* Start *

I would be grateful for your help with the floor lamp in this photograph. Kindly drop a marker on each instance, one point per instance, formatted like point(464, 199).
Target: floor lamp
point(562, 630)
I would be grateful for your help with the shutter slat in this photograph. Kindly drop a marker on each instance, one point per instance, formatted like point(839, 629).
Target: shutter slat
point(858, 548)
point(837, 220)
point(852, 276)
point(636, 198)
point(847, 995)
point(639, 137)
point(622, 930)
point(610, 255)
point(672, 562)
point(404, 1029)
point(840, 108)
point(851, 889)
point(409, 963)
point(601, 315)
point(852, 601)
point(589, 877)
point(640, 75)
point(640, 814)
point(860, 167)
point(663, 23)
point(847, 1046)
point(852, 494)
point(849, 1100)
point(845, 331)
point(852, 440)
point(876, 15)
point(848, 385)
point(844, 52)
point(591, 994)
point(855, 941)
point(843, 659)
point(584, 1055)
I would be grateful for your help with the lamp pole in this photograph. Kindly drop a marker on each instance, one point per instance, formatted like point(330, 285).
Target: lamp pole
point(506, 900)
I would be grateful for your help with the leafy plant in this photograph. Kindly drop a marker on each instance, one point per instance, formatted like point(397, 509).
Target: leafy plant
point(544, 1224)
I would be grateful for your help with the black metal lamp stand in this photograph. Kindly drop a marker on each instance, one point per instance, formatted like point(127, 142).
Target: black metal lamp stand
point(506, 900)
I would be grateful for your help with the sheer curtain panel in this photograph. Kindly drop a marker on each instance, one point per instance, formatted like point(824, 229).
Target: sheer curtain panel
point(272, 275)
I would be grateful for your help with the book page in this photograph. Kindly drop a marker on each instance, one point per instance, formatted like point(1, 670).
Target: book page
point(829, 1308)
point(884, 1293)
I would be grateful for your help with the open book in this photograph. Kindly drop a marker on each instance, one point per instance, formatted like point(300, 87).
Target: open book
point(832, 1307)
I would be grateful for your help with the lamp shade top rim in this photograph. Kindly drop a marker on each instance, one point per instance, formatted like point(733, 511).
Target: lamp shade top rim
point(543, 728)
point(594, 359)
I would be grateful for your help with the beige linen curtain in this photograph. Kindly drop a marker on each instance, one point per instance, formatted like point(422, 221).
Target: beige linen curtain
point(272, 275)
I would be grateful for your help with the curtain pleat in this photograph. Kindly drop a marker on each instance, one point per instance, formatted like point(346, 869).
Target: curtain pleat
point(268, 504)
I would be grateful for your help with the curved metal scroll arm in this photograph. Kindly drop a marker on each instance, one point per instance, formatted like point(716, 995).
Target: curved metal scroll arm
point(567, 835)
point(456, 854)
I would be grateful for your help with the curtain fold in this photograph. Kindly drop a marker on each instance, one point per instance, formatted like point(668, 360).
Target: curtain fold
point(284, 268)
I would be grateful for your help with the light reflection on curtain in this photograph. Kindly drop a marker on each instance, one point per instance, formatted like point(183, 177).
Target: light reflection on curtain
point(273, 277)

* End *

GIVEN INSTRUCTION
Reproduce all of the items above word for word, line by line, changing nothing.

THE REPLY
I would be grateful for your help with the floor lamp in this photograph. Kindly drop a marker on each instance, one point per instance, formatted like point(464, 199).
Target: floor lamp
point(562, 630)
I would be grateful for your help with the shutter slat in this photograph. Kindly drop a marker on each instance, one point per instance, formatted like point(839, 629).
Target: shutter slat
point(858, 548)
point(837, 220)
point(852, 276)
point(636, 198)
point(847, 995)
point(639, 137)
point(622, 930)
point(610, 255)
point(672, 562)
point(404, 1029)
point(840, 108)
point(851, 889)
point(409, 963)
point(601, 315)
point(852, 601)
point(589, 877)
point(640, 75)
point(640, 814)
point(860, 167)
point(663, 23)
point(847, 1046)
point(852, 494)
point(849, 1100)
point(845, 331)
point(852, 440)
point(876, 15)
point(848, 385)
point(844, 52)
point(591, 994)
point(855, 941)
point(843, 659)
point(584, 1055)
I would be grateful for your help with the lamp pole in this photograph. Kindly drop a marker on each instance, one point per instance, formatted like point(330, 285).
Target: lamp pole
point(506, 900)
I would be grateful for your help with the leafy plant in this photograph. Kindly drop a marker on each instance, one point per instance, formatted like point(397, 509).
Target: leafy plant
point(544, 1224)
I would be grateful for your help with the black metal lamp stand in this photograph. Kindly drop a marker on each instance, one point per instance, formatted like point(127, 142).
Target: black metal lamp stand
point(506, 900)
I would be grateful for your help with the sheer curtain panel in this photograph. Kindly drop a marker on each instance, one point per instance, formatted like point(824, 229).
Target: sheer curtain panel
point(272, 275)
I would be grateful for your help with the book page in this photograph. Kindly drop a marker on each instance, one point per instance, formatted like point(1, 670).
Target: book page
point(829, 1308)
point(884, 1293)
I would be grateful for your help with the open book in this photograph. Kindly drop a marker on each instance, one point per instance, formatted like point(300, 87).
Target: open book
point(832, 1307)
I would be grateful for your help with the lamp shade top rim in this photograph. Kindly drop a marker on each instance, one point per instance, formatted like point(733, 511).
Target: lamp shade top rim
point(543, 728)
point(594, 359)
I would be grateful for your help with the beige linen curtain in this photograph. Kindly drop a marker on each instance, one point per instance, formatted like point(422, 221).
Target: beige linen curtain
point(272, 275)
I would be grateful for your help with the curtain pleat in this photograph. Kindly drop a marker on each instance, one point per instance, formatted like point(346, 869).
Target: curtain pleat
point(268, 504)
I would be grateful for your help with the curved metal scroll arm in this photograph. Kindly drop a marker on each instance, one point per instance, formatted like point(716, 995).
Target: curved metal scroll arm
point(567, 835)
point(456, 854)
I would be grateful for your help with the curtain fold in this photograph. Kindly drop a marker on each instance, one point per instance, formatted like point(668, 360).
Target: curtain fold
point(284, 268)
I would be grateful for your help with the light reflection on curtain in this photograph. Kindly drop a marker on each instance, one point per instance, formatted like point(183, 177).
Target: light reflection on curtain
point(273, 277)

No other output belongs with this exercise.